Material for this task:
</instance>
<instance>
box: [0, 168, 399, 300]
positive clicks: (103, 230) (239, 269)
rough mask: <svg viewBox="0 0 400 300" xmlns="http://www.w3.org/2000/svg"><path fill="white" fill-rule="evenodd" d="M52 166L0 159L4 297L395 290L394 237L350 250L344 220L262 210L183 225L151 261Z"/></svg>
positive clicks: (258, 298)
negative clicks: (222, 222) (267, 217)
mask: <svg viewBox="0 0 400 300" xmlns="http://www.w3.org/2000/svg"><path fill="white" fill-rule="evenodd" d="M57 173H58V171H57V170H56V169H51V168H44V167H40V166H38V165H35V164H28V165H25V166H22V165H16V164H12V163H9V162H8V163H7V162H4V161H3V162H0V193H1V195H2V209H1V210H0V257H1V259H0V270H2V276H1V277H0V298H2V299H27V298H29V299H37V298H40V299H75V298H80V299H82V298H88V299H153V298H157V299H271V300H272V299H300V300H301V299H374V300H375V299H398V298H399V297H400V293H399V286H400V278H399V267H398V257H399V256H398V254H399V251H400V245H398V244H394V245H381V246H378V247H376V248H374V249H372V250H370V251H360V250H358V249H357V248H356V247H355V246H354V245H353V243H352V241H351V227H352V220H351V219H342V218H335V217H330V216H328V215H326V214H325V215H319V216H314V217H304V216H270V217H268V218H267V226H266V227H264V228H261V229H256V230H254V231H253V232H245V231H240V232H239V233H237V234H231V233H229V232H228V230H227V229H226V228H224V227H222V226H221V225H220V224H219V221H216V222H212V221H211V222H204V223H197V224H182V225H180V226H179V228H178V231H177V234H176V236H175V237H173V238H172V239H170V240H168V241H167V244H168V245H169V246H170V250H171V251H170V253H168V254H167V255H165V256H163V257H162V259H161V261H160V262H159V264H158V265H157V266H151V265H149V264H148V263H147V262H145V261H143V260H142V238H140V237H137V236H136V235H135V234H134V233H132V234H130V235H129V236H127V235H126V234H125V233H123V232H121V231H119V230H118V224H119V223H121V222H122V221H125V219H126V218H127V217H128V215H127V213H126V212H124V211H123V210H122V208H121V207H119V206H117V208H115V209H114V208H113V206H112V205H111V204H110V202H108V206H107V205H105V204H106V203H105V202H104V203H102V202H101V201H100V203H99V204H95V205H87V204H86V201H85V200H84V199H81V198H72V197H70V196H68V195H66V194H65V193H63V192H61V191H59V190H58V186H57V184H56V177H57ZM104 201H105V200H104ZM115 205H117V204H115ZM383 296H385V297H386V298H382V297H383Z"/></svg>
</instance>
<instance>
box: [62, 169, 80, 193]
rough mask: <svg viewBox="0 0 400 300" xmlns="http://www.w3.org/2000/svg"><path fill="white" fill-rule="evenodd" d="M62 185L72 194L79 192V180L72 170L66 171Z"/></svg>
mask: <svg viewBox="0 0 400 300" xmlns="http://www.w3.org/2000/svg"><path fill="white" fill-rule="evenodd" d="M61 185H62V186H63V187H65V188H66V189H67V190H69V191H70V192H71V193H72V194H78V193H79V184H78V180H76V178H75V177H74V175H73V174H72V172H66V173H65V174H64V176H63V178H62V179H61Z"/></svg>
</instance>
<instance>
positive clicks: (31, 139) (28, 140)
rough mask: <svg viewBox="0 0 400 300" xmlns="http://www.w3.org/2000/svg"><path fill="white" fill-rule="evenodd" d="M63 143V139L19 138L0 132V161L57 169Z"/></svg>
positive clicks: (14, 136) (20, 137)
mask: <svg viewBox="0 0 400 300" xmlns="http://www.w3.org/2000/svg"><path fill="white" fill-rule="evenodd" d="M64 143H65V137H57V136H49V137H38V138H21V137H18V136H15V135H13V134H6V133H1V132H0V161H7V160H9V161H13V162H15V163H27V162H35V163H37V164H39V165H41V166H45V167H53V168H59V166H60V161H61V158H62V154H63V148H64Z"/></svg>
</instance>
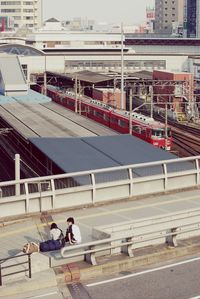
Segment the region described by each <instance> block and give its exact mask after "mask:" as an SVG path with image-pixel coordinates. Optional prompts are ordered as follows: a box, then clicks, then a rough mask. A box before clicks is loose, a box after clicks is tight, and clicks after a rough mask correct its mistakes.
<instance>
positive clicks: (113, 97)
mask: <svg viewBox="0 0 200 299" xmlns="http://www.w3.org/2000/svg"><path fill="white" fill-rule="evenodd" d="M113 104H114V106H115V107H116V106H117V105H116V104H117V103H116V79H115V78H114V80H113Z"/></svg>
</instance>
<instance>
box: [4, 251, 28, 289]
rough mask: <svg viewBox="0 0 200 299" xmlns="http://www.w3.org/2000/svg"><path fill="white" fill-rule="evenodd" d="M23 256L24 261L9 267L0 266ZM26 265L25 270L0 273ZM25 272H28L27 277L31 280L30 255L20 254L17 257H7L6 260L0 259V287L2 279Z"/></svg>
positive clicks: (12, 265)
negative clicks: (9, 276) (16, 274)
mask: <svg viewBox="0 0 200 299" xmlns="http://www.w3.org/2000/svg"><path fill="white" fill-rule="evenodd" d="M25 256H27V260H26V261H23V262H16V263H13V264H11V265H7V266H2V264H4V263H5V262H8V261H10V260H13V259H16V258H20V257H25ZM26 264H28V267H27V268H25V269H22V270H18V271H14V272H9V273H6V274H3V273H2V272H3V271H4V270H6V269H10V268H16V267H19V266H21V265H26ZM27 271H28V277H29V278H31V254H30V253H25V254H20V255H17V256H12V257H7V258H4V259H0V286H2V284H3V277H6V276H10V275H15V274H18V273H23V272H27Z"/></svg>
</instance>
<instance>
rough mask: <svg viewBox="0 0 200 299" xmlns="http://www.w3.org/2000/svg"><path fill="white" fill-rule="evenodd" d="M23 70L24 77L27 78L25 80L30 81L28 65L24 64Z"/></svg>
mask: <svg viewBox="0 0 200 299" xmlns="http://www.w3.org/2000/svg"><path fill="white" fill-rule="evenodd" d="M22 70H23V73H24V76H25V78H26V80H27V79H28V67H27V64H22Z"/></svg>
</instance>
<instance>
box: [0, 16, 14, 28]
mask: <svg viewBox="0 0 200 299" xmlns="http://www.w3.org/2000/svg"><path fill="white" fill-rule="evenodd" d="M13 30H14V19H13V18H12V17H8V16H6V17H1V16H0V32H5V31H13Z"/></svg>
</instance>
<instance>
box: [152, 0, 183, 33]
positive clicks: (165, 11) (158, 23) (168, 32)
mask: <svg viewBox="0 0 200 299" xmlns="http://www.w3.org/2000/svg"><path fill="white" fill-rule="evenodd" d="M183 17H184V0H155V32H156V33H158V34H167V35H170V34H172V32H173V28H174V27H179V26H183Z"/></svg>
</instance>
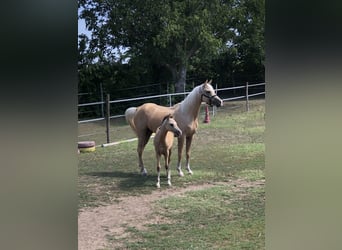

What you have to do: Output the records above exactly, leaving out pictures.

Result for this task:
</instance>
<instance>
box: [0, 168, 399, 300]
positive clicks: (103, 230) (239, 269)
rough mask: <svg viewBox="0 0 400 300" xmlns="http://www.w3.org/2000/svg"><path fill="white" fill-rule="evenodd" d="M52 166L0 159L4 297L395 290L394 237L350 250L344 220L262 210L183 225L151 261Z"/></svg>
positive clicks: (258, 298)
negative clicks: (222, 222) (267, 217)
mask: <svg viewBox="0 0 400 300" xmlns="http://www.w3.org/2000/svg"><path fill="white" fill-rule="evenodd" d="M57 173H58V171H57V170H56V169H51V168H44V167H40V166H38V165H35V164H28V165H25V166H22V165H16V164H12V163H9V162H8V163H7V162H4V161H3V162H0V193H1V195H2V209H1V210H0V257H1V259H0V270H2V276H1V277H0V298H2V299H27V298H29V299H37V298H40V299H75V298H80V299H82V298H88V299H153V298H157V299H271V300H272V299H300V300H301V299H374V300H375V299H398V298H399V297H400V293H399V286H400V278H399V267H398V257H399V256H398V254H399V251H400V245H398V244H394V245H381V246H378V247H376V248H374V249H372V250H370V251H360V250H358V249H357V248H356V247H355V246H354V245H353V243H352V241H351V227H352V220H351V219H342V218H335V217H330V216H328V215H326V214H325V215H319V216H314V217H304V216H270V217H268V218H267V226H266V227H264V228H261V229H256V230H254V231H253V232H245V231H240V232H239V233H237V234H231V233H229V232H228V230H227V229H226V228H224V227H222V226H221V225H220V224H219V221H216V222H212V221H211V222H204V223H197V224H182V225H180V226H179V228H178V231H177V234H176V236H175V237H173V238H172V239H170V240H168V241H167V244H168V245H169V246H170V250H171V251H170V253H168V254H167V255H165V256H163V257H162V259H161V261H160V262H159V264H158V265H157V266H151V265H149V264H148V263H147V262H145V261H143V260H142V238H140V237H137V236H136V235H135V234H134V233H132V234H130V235H129V236H127V235H126V234H125V233H123V232H121V231H119V230H118V224H119V223H121V222H122V221H125V219H126V218H127V217H128V215H127V213H126V212H124V211H123V210H122V208H121V207H119V206H117V208H115V209H114V208H113V206H112V205H111V204H110V202H108V206H107V205H105V204H106V203H105V202H104V203H102V202H101V201H100V203H99V204H95V205H87V204H86V201H85V200H84V199H81V198H72V197H70V196H68V195H66V194H65V193H63V192H61V191H59V190H58V186H57V184H56V177H57ZM104 201H105V200H104ZM115 205H117V204H115ZM383 296H385V297H386V298H382V297H383Z"/></svg>
</instance>
<instance>
box: [62, 169, 80, 193]
rough mask: <svg viewBox="0 0 400 300" xmlns="http://www.w3.org/2000/svg"><path fill="white" fill-rule="evenodd" d="M62 185L72 194L79 192V180L72 170L66 171Z"/></svg>
mask: <svg viewBox="0 0 400 300" xmlns="http://www.w3.org/2000/svg"><path fill="white" fill-rule="evenodd" d="M61 185H62V186H63V187H65V188H66V189H67V190H69V191H70V192H71V193H72V194H78V193H79V184H78V180H76V178H75V177H74V175H73V174H72V172H66V173H65V174H64V176H63V178H62V179H61Z"/></svg>
</instance>
<instance>
positive clicks: (31, 139) (28, 140)
rough mask: <svg viewBox="0 0 400 300" xmlns="http://www.w3.org/2000/svg"><path fill="white" fill-rule="evenodd" d="M63 143V139L19 138L0 132V161L57 169Z"/></svg>
positive clicks: (14, 136) (20, 137)
mask: <svg viewBox="0 0 400 300" xmlns="http://www.w3.org/2000/svg"><path fill="white" fill-rule="evenodd" d="M64 143H65V137H57V136H49V137H38V138H21V137H18V136H15V135H13V134H6V133H1V132H0V161H7V160H9V161H13V162H15V163H27V162H35V163H37V164H39V165H41V166H45V167H53V168H59V166H60V161H61V158H62V154H63V148H64Z"/></svg>
</instance>
Segment the region described by each <instance> block and give its exact mask after "mask:" as an SVG path with image-pixel coordinates. Optional prompts are ordered as follows: a box, then clicks, then a rough mask. A box before clicks is loose, a box after clicks is tight, and clicks after a rough mask correct its mistakes.
<instance>
positive clicks: (113, 97)
mask: <svg viewBox="0 0 200 299" xmlns="http://www.w3.org/2000/svg"><path fill="white" fill-rule="evenodd" d="M113 104H114V106H115V107H116V106H117V105H116V104H117V103H116V79H115V78H114V80H113Z"/></svg>
</instance>
<instance>
box: [4, 251, 28, 289]
rough mask: <svg viewBox="0 0 200 299" xmlns="http://www.w3.org/2000/svg"><path fill="white" fill-rule="evenodd" d="M23 256L24 261L9 267L0 266ZM26 265L25 270L0 273ZM25 272H28L27 277L31 280L30 255L20 254L17 257H7L6 260L0 259V287L2 279Z"/></svg>
positive clicks: (12, 265)
negative clicks: (9, 276) (16, 274)
mask: <svg viewBox="0 0 200 299" xmlns="http://www.w3.org/2000/svg"><path fill="white" fill-rule="evenodd" d="M25 256H27V260H26V261H23V262H16V263H13V264H11V265H7V266H2V264H4V263H5V262H8V261H10V260H13V259H16V258H20V257H25ZM26 264H28V267H27V268H25V269H22V270H18V271H14V272H9V273H6V274H3V273H2V272H3V271H4V270H6V269H10V268H16V267H19V266H21V265H26ZM27 271H28V277H29V278H31V254H30V253H25V254H20V255H17V256H12V257H7V258H4V259H0V286H2V284H3V277H6V276H10V275H15V274H18V273H23V272H27Z"/></svg>
</instance>
<instance>
rough mask: <svg viewBox="0 0 200 299" xmlns="http://www.w3.org/2000/svg"><path fill="white" fill-rule="evenodd" d="M23 70L24 77L27 78L25 80L30 81L28 65L24 64Z"/></svg>
mask: <svg viewBox="0 0 200 299" xmlns="http://www.w3.org/2000/svg"><path fill="white" fill-rule="evenodd" d="M22 70H23V73H24V76H25V78H26V80H27V79H28V67H27V64H22Z"/></svg>
</instance>
<instance>
box: [0, 16, 14, 28]
mask: <svg viewBox="0 0 200 299" xmlns="http://www.w3.org/2000/svg"><path fill="white" fill-rule="evenodd" d="M13 30H14V19H13V18H12V17H8V16H6V17H1V16H0V32H5V31H13Z"/></svg>
</instance>
<instance>
box: [152, 0, 183, 33]
positive clicks: (165, 11) (158, 23) (168, 32)
mask: <svg viewBox="0 0 200 299" xmlns="http://www.w3.org/2000/svg"><path fill="white" fill-rule="evenodd" d="M183 17H184V0H155V32H156V33H158V34H167V35H170V34H172V32H173V28H174V27H179V26H183Z"/></svg>
</instance>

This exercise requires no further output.